*GIVEN TEXT*
= = =
4 Dividend equivalents – any participant who is entitled to receive a number of shares shall also be entitled to receive a number of additional shares whose market value reflects (or at the discretion of the directors and to the extent permitted or required by local regulation, an amount in cash that reflects) the aggregate cash amount of dividends that would have been paid to a holder of the relevant number of vested shares in respect of the financial years comprised in the Performance Period.
- 5 Leaving a Group company special provisions apply to participants who leave a Group company:
- If a participant dies before the end of a Performance Period, his outstanding awards will vest immediately, subject to pro-rata reduction if death occurs within 36 months from the date the award was granted.
- If a participant ceases to be employed by a Group company during a Performance Period by reason of resignation, dismissal arising from misconduct or any other reason (if the directors so decide in any particular case), his outstanding awards will lapse unless the directors decide otherwise.
- If a participant ceases to be employed by a Group company during a Performance Period for any other reason, his outstanding awards will not lapse, but will vest in accordance with the general rules of vesting described above. If his employment terminates within 36 months from the date of grant of an award, the number of shares in respect of which the award can vest will be reduced pro-rata.
- 6 Change of control in the event of a change of control of the Company, or the Company being wound up, during a Performance Period, the Performance Period will be deemed to end on the date on which control is obtained or the winding-up becomes effective and participants will receive the number of shares which reflects the degree to which the Performance Conditions have been satisfied at that date. If the Performance Period is deemed to end during the 36 months from the date of grant of the award, the number of shares in respect of which any award can vest, will be reduced pro-rata over that 36 months. Alternatively, in a change of control scenario, the directors may determine that awards will be exchanged for equivalent awards over shares in the acquiring company (with that company's agreement).
- 7 Variation of share capital in the event of a variation of the share capital of the Company and certain other corporate events, the directors have discretion, subject to applicable regulatory requirements, to make such adjustments as are necessary to ensure that participants are not disadvantaged. This discretion includes the ability for directors to amend a Performance Condition if other events occur which would make the amended Performance Condition a fairer measure of performance and would be no more difficult to satisfy, or to waive the Performance Conditions.
= = =
*DATA SEGMENT*

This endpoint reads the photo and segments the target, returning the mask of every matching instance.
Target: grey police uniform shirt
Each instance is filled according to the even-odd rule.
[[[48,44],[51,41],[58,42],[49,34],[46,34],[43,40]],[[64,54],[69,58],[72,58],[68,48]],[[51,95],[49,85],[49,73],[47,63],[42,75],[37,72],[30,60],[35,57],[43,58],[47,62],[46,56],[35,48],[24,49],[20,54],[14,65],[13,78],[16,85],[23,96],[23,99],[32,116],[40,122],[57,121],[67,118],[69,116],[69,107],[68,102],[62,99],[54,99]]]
= = =
*WHAT THE TASK REQUIRES*
Based on the share award rules above, decide whether each statement agrees with the text. For each, answer yes or no and quote the deciding words. 1. A participant who dies within 36 months of the grant date has outstanding awards that vest with a pro-rata reduction. 2. On a change of control, the directors are required to exchange awards for equivalent awards in the acquiring company. 3. Dividend equivalents can be delivered only as additional shares, never as cash.

*RESULT BELOW*
1. Yes: "subject to pro-rata reduction if death occurs within 36 months from the date the award was granted"
2. No: "the directors may determine that awards will be exchanged for equivalent awards over shares in the acquiring company (with that company's agreement)"
3. No: "(or at the discretion of the directors and to the extent permitted or required by local regulation, an amount in cash that reflects)"